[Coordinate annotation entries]
────────────────────
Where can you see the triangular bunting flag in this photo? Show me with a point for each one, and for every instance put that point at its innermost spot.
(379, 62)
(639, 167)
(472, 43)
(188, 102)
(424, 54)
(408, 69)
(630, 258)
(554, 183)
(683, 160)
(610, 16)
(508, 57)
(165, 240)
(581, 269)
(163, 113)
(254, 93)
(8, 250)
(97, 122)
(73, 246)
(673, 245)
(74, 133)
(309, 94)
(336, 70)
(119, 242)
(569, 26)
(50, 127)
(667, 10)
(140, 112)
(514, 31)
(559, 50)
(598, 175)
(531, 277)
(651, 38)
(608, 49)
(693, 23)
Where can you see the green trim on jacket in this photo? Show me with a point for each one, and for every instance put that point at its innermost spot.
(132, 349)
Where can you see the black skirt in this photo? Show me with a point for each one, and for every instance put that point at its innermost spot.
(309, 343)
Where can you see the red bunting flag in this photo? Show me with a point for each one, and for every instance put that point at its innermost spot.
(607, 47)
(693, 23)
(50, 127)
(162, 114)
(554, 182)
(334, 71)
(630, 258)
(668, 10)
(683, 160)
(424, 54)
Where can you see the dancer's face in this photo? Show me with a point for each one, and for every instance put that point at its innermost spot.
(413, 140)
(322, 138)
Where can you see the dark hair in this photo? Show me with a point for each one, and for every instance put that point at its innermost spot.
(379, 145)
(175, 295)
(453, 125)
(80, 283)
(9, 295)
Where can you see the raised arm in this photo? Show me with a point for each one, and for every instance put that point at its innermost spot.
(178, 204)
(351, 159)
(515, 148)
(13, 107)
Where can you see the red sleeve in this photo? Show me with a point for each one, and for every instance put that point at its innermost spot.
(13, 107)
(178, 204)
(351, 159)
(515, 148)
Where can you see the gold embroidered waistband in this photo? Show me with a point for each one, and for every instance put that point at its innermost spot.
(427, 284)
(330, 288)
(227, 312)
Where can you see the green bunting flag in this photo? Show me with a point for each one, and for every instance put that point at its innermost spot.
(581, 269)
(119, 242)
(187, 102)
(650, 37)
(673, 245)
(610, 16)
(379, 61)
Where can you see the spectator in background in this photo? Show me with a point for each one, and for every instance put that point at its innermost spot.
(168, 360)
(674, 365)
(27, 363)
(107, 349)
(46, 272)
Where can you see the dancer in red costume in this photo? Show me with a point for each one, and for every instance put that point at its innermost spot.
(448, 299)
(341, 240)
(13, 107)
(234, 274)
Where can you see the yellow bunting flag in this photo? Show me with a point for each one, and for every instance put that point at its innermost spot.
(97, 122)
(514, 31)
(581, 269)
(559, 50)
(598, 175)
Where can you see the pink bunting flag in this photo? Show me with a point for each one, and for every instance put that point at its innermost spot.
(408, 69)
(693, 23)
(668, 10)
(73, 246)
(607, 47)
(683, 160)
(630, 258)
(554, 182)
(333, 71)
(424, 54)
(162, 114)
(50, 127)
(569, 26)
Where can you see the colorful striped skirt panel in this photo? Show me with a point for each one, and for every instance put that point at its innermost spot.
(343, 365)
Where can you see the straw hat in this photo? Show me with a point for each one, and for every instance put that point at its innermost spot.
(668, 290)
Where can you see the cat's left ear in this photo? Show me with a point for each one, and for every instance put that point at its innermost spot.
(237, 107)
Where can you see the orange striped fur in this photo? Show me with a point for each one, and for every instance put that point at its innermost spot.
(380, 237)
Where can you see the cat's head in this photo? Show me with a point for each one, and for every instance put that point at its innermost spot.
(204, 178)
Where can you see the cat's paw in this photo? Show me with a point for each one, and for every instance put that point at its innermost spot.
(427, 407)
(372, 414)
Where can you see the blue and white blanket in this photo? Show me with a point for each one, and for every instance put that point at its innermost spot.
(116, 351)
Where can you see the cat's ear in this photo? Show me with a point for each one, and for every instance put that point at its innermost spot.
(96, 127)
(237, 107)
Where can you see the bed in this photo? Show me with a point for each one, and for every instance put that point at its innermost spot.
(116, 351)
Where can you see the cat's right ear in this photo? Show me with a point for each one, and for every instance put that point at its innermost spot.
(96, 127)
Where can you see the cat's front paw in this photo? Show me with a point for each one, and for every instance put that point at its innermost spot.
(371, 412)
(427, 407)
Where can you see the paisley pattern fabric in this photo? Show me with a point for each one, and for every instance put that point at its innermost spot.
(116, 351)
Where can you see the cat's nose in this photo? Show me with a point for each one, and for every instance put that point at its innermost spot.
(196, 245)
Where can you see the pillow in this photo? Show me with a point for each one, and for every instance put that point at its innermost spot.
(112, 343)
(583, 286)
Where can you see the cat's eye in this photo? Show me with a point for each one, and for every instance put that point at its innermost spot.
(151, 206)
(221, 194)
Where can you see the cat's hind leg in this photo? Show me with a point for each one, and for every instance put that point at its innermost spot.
────────────────────
Goal of the exercise: Print every line of the material above again, word for word and in the same order.

Full answer:
Where can you see the triangular bunting flag in this photo? Show me with a point for each one, and for every instance put that point at its innermost spot.
(379, 62)
(639, 167)
(472, 43)
(188, 102)
(424, 54)
(408, 69)
(630, 258)
(554, 183)
(683, 160)
(610, 16)
(508, 57)
(165, 240)
(581, 269)
(163, 113)
(254, 93)
(8, 250)
(97, 122)
(73, 246)
(673, 245)
(74, 133)
(309, 94)
(336, 70)
(119, 242)
(569, 26)
(50, 127)
(667, 10)
(140, 112)
(514, 31)
(559, 50)
(598, 175)
(531, 277)
(651, 38)
(608, 49)
(693, 23)
Where can you see the green trim on jacket in this photo? Show me with a point for each one, and for every instance put that point at its innermost spot.
(132, 349)
Where can you see the black skirt in this photo? Show me with a point for each one, and for every instance put that point at its innermost spot.
(309, 343)
Where can you see the red bunting flag in this photo? Show me with a point for each one, and for every instance put that point at its innermost spot.
(607, 47)
(693, 23)
(50, 127)
(162, 114)
(554, 182)
(334, 71)
(630, 258)
(668, 10)
(683, 160)
(424, 54)
Where can you see the dancer's face in this photo? Show me with a point for each one, and for every instance put that point at its innermost spot.
(413, 140)
(322, 138)
Where can you see the dark hair in this photo? Show me with a point for each one, and for every instance put that point at its innermost spot.
(379, 145)
(175, 295)
(453, 125)
(80, 283)
(9, 295)
Where can you see the raised arm in this photo? Show me with a point for each one, and for every instance put that point at its innermost spot.
(178, 204)
(351, 159)
(515, 148)
(13, 107)
Where can you see the red sleeve in this photo? Show me with a point for each one, and for every instance put that point at its innermost spot.
(13, 107)
(178, 204)
(351, 159)
(515, 148)
Where can you see the gold embroidered waistband in this photo? Show me with a point for each one, and for every instance put that point at its innermost spot.
(427, 284)
(330, 288)
(227, 312)
Where can you see the green bunting flag in this photo? Show me with a point for each one, and for every instance put that point at its innermost spot.
(581, 269)
(119, 242)
(187, 102)
(650, 37)
(673, 245)
(610, 16)
(379, 61)
Where can you see the spectator in background in this photo? Show me with a point for each one, and for every instance put that point at its innermost spot.
(168, 360)
(674, 365)
(27, 363)
(107, 349)
(46, 272)
Where can you see the dancer in red costume in this photo? Show me with a point for each one, and for every instance put that point at its innermost spot.
(448, 299)
(341, 240)
(13, 107)
(234, 274)
Where can you see the yellow bunting flag in this photo? Show me with a point for each one, and for every instance put that point at its innermost spot.
(97, 122)
(514, 31)
(581, 269)
(559, 50)
(598, 175)
Where can you see the pink bunting flag in this photo? Show me with a point for each one, and for every instance put that point at its innermost spot.
(408, 69)
(693, 23)
(668, 10)
(73, 246)
(607, 47)
(683, 160)
(630, 258)
(554, 182)
(333, 71)
(424, 54)
(162, 114)
(50, 127)
(569, 26)
Where can you see the colorful striped skirt panel in this photo? Show me with a point for each one, and for every instance put that point at its innermost spot.
(343, 365)
Where can you see the straw hat in this photo? Show me with a point for each one, and for every instance put that point at its innermost spot.
(668, 290)
Where can you see the cat's left ear in this photo? Show me with a point for each one, and for every instance put that point at its innermost spot.
(237, 107)
Where can you see the orange striped fur in this photo? Show me with a point for each one, and for every instance put that point at its innermost spot.
(380, 237)
Where can you see the cat's head in this photo? Show me with a point for each one, and for every instance put that point at its innermost spot.
(204, 178)
Where can you see the cat's paw in this photo? Show me with a point for each one, and for every instance put that point at its innermost spot.
(427, 407)
(372, 414)
Where can you see the blue and white blanket in this photo? Show me with a point for each one, and for every instance put that point at its innermost spot.
(116, 351)
Where can you see the cat's ear in this photo? Show me with a point for each one, and for every instance put that point at its innermost spot.
(96, 127)
(237, 107)
Where can you see the bed in this photo? Show me with a point for each one, and for every instance put that point at its innermost spot.
(116, 351)
Where can you see the cat's right ear in this photo? Show me with a point for each one, and for every instance put that point at its innermost spot.
(96, 127)
Where can you see the cat's front paw in this photo? Show me with a point for each one, and for every instance put that point at its innermost spot.
(371, 412)
(427, 407)
Where can you see the paisley pattern fabric in this photo? Show me with a point for each one, and for every instance put that point at its innermost spot.
(116, 351)
Where can you see the cat's nose in this photo? Show me with a point for each one, and for every instance put that point at its innermost spot.
(196, 245)
Where can you see the pillow in this photo? Show me with a point for each one, and for every instance put that point at its innermost spot.
(112, 343)
(583, 286)
Where can you see the cat's eye in this photo? Show me with a point for each one, and for every instance put that point at its innermost spot.
(151, 206)
(221, 194)
Where can you see the cat's hind leg in this photo? Show me with a point for each one, and for every instance put that point at its innermost spot.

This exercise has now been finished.